- [Data on where objects are located]
BEGIN
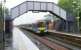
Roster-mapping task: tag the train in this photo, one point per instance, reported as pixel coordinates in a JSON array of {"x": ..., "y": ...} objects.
[{"x": 40, "y": 27}]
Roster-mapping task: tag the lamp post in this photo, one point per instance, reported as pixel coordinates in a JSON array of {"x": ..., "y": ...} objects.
[{"x": 76, "y": 8}]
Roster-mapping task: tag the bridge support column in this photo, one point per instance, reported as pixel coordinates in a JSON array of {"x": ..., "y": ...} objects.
[{"x": 8, "y": 32}]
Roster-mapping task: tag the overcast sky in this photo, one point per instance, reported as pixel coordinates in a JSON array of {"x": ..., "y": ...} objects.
[{"x": 27, "y": 17}]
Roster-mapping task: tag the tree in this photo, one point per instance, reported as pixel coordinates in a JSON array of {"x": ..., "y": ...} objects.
[{"x": 73, "y": 6}]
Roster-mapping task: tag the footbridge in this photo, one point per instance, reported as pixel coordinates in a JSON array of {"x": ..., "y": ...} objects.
[{"x": 40, "y": 7}]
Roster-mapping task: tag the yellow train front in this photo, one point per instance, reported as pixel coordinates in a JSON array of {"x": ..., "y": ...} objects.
[{"x": 41, "y": 27}]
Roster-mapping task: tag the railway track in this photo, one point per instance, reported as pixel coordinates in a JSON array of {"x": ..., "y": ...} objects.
[
  {"x": 75, "y": 41},
  {"x": 48, "y": 42}
]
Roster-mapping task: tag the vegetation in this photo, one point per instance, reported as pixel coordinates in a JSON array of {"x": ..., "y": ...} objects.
[{"x": 73, "y": 6}]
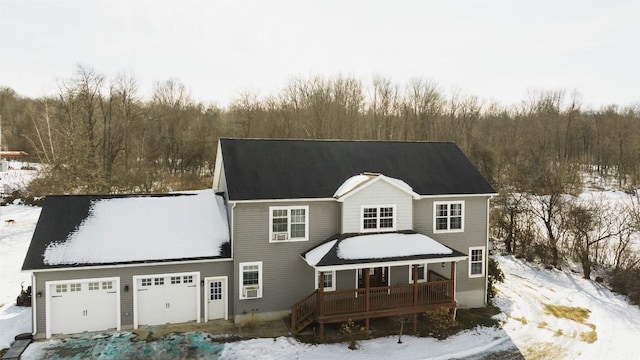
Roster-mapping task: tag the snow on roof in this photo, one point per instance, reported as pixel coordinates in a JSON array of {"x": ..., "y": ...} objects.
[
  {"x": 145, "y": 228},
  {"x": 388, "y": 246},
  {"x": 314, "y": 256},
  {"x": 357, "y": 180},
  {"x": 380, "y": 246}
]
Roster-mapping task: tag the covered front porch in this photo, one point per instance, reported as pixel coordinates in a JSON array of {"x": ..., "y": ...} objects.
[
  {"x": 414, "y": 289},
  {"x": 370, "y": 302}
]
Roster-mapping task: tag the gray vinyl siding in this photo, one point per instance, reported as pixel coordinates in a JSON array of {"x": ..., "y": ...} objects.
[
  {"x": 286, "y": 277},
  {"x": 398, "y": 275},
  {"x": 475, "y": 234},
  {"x": 345, "y": 279},
  {"x": 206, "y": 269},
  {"x": 378, "y": 193}
]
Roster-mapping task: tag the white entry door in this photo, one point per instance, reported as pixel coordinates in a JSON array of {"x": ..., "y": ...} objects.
[
  {"x": 167, "y": 298},
  {"x": 75, "y": 306},
  {"x": 216, "y": 298}
]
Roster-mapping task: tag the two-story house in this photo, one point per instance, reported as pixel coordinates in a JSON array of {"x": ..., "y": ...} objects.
[{"x": 321, "y": 230}]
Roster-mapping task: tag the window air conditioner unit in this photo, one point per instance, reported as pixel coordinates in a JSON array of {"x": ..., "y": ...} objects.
[
  {"x": 280, "y": 236},
  {"x": 250, "y": 292}
]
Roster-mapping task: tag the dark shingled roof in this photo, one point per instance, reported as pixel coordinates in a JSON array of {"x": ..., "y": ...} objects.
[
  {"x": 258, "y": 169},
  {"x": 332, "y": 258},
  {"x": 61, "y": 215}
]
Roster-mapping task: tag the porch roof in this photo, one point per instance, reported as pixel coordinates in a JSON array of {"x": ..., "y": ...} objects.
[{"x": 398, "y": 248}]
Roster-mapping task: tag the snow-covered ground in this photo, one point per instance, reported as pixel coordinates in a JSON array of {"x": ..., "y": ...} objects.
[
  {"x": 14, "y": 241},
  {"x": 538, "y": 334},
  {"x": 18, "y": 176}
]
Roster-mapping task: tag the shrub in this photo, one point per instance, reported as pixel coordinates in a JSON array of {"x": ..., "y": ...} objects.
[{"x": 495, "y": 274}]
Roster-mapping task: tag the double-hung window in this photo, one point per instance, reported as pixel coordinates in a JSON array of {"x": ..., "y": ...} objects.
[
  {"x": 251, "y": 280},
  {"x": 476, "y": 261},
  {"x": 288, "y": 223},
  {"x": 422, "y": 273},
  {"x": 448, "y": 216},
  {"x": 329, "y": 280},
  {"x": 378, "y": 218}
]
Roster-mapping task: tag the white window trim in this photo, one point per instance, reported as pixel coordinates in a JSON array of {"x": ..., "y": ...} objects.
[
  {"x": 240, "y": 281},
  {"x": 289, "y": 208},
  {"x": 448, "y": 203},
  {"x": 484, "y": 257},
  {"x": 424, "y": 273},
  {"x": 333, "y": 276},
  {"x": 378, "y": 229}
]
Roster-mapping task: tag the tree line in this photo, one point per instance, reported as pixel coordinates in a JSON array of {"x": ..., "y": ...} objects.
[{"x": 96, "y": 134}]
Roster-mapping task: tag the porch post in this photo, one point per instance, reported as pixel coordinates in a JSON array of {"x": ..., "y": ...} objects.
[
  {"x": 365, "y": 273},
  {"x": 415, "y": 298},
  {"x": 452, "y": 284},
  {"x": 320, "y": 305}
]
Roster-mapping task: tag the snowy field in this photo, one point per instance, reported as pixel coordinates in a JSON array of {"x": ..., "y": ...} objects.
[{"x": 14, "y": 241}]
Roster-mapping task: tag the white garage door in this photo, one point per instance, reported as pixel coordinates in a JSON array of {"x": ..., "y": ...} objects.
[
  {"x": 167, "y": 298},
  {"x": 75, "y": 306}
]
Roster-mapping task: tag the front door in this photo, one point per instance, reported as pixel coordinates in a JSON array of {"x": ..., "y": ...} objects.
[
  {"x": 377, "y": 277},
  {"x": 216, "y": 298}
]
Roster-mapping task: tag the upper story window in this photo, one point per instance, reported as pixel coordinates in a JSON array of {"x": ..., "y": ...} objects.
[
  {"x": 378, "y": 218},
  {"x": 288, "y": 223},
  {"x": 422, "y": 273},
  {"x": 329, "y": 283},
  {"x": 448, "y": 216},
  {"x": 476, "y": 261},
  {"x": 251, "y": 277}
]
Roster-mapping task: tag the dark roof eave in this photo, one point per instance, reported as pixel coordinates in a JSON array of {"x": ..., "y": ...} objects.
[{"x": 120, "y": 263}]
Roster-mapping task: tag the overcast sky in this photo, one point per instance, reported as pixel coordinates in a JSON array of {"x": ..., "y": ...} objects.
[{"x": 497, "y": 50}]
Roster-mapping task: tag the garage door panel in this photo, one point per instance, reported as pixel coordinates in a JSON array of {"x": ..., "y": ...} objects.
[
  {"x": 83, "y": 305},
  {"x": 167, "y": 298}
]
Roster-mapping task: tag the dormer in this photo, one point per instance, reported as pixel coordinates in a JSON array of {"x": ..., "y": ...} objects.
[{"x": 373, "y": 202}]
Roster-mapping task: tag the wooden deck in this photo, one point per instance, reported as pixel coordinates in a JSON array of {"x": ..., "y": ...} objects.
[{"x": 357, "y": 304}]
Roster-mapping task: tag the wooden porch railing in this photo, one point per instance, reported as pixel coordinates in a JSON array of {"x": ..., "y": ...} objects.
[{"x": 336, "y": 306}]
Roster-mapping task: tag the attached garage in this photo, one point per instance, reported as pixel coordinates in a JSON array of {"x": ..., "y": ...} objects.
[
  {"x": 82, "y": 305},
  {"x": 166, "y": 298}
]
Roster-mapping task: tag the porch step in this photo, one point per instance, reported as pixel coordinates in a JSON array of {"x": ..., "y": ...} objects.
[
  {"x": 303, "y": 323},
  {"x": 16, "y": 349}
]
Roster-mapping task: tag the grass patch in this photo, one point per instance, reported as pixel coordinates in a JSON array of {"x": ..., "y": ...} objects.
[
  {"x": 470, "y": 318},
  {"x": 542, "y": 324},
  {"x": 576, "y": 314},
  {"x": 589, "y": 337},
  {"x": 523, "y": 319},
  {"x": 543, "y": 351}
]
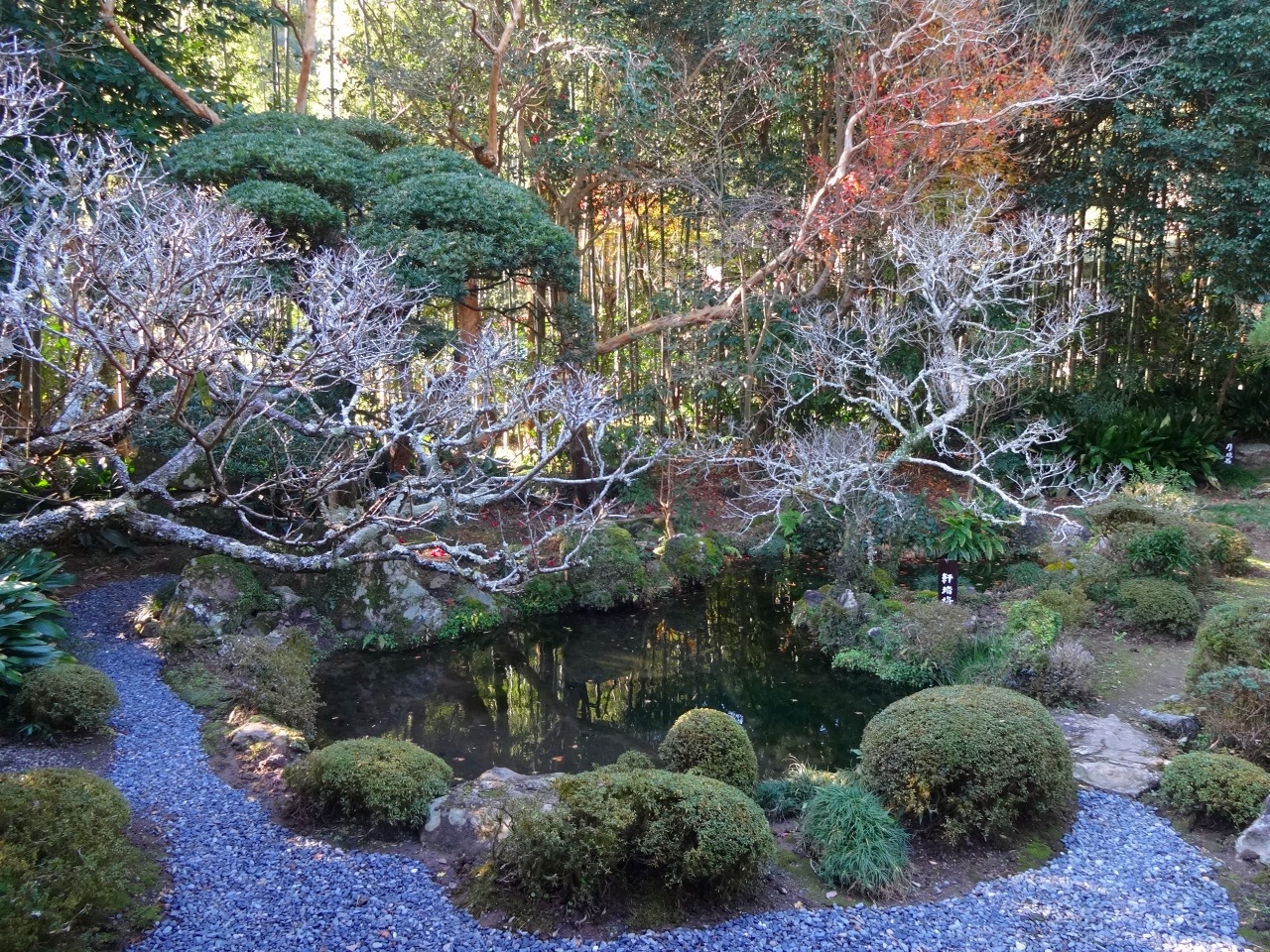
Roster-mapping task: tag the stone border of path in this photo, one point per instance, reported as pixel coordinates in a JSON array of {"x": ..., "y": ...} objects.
[{"x": 240, "y": 884}]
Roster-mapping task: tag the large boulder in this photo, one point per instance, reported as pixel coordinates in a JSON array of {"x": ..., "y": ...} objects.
[
  {"x": 1254, "y": 843},
  {"x": 474, "y": 814}
]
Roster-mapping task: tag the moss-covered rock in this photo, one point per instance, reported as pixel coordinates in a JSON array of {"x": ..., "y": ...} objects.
[{"x": 214, "y": 594}]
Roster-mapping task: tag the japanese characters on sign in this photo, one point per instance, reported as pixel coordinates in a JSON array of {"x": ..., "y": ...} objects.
[{"x": 948, "y": 580}]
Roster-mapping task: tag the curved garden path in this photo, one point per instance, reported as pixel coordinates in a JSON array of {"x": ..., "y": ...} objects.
[{"x": 1127, "y": 883}]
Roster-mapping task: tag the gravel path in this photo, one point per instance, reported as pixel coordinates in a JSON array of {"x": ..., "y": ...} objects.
[{"x": 1127, "y": 883}]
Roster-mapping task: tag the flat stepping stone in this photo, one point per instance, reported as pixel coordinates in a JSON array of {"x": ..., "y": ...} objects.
[{"x": 1110, "y": 754}]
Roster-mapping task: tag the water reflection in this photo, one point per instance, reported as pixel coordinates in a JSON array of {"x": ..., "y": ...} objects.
[{"x": 574, "y": 690}]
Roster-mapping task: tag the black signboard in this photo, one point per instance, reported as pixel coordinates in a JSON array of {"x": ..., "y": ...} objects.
[{"x": 948, "y": 580}]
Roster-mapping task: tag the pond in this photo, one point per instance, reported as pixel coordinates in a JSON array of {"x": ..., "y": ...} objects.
[{"x": 571, "y": 690}]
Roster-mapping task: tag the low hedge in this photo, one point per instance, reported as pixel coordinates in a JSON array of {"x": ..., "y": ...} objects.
[
  {"x": 66, "y": 869},
  {"x": 70, "y": 698}
]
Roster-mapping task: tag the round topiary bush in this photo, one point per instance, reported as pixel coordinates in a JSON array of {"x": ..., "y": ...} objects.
[
  {"x": 711, "y": 744},
  {"x": 64, "y": 861},
  {"x": 70, "y": 698},
  {"x": 969, "y": 760},
  {"x": 1160, "y": 606},
  {"x": 615, "y": 828},
  {"x": 372, "y": 779},
  {"x": 1232, "y": 635},
  {"x": 1215, "y": 785},
  {"x": 853, "y": 842}
]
END
- [Given request] Reproduce, word for word, everything above from the line containing "Roster-mapping task: tag the gravel" down to the end of the data.

- [Task output]
Roster-mapping task: tag the gravel path in this photo, one point per instance, reported as pixel coordinates in a JSON array of {"x": ..., "y": ...} objects.
[{"x": 1127, "y": 883}]
Roster-mapping task: tag the flat stepping stone in this photo, one point per instance, reported as pixel coordinates in a JSON array of {"x": ..., "y": ...} objects.
[{"x": 1110, "y": 754}]
Roster-mapping task: tag the water reflection in this photo, one point per instance, reported as pixel coordinates in a JSON array of {"x": ..., "y": ...} objects.
[{"x": 574, "y": 690}]
Roster-mapping task: tag the black signboard in this photo, one point per instance, reported as pixel coordinates in a JSON array of {"x": ..., "y": ...} objects.
[{"x": 948, "y": 580}]
Roster-mapping task: tag the pond in this photo, one point per instance, reported as pixel coordinates in a JSON array of {"x": ..., "y": ...} objects.
[{"x": 571, "y": 690}]
Roster-mapping task: tag the low hedge in this photo, one point per instance, reported as pixel coordinates in a JSON array of {"x": ..., "y": ...} objects.
[
  {"x": 66, "y": 869},
  {"x": 70, "y": 698}
]
Roster-mapping task: tag the round topiary bush in this photo, one point per instance, reported as pixel coordinates in a JSON array of {"x": ..., "y": ...} objects.
[
  {"x": 711, "y": 744},
  {"x": 64, "y": 861},
  {"x": 70, "y": 698},
  {"x": 969, "y": 760},
  {"x": 1160, "y": 606},
  {"x": 615, "y": 828},
  {"x": 372, "y": 779},
  {"x": 1232, "y": 635},
  {"x": 1215, "y": 785},
  {"x": 853, "y": 842}
]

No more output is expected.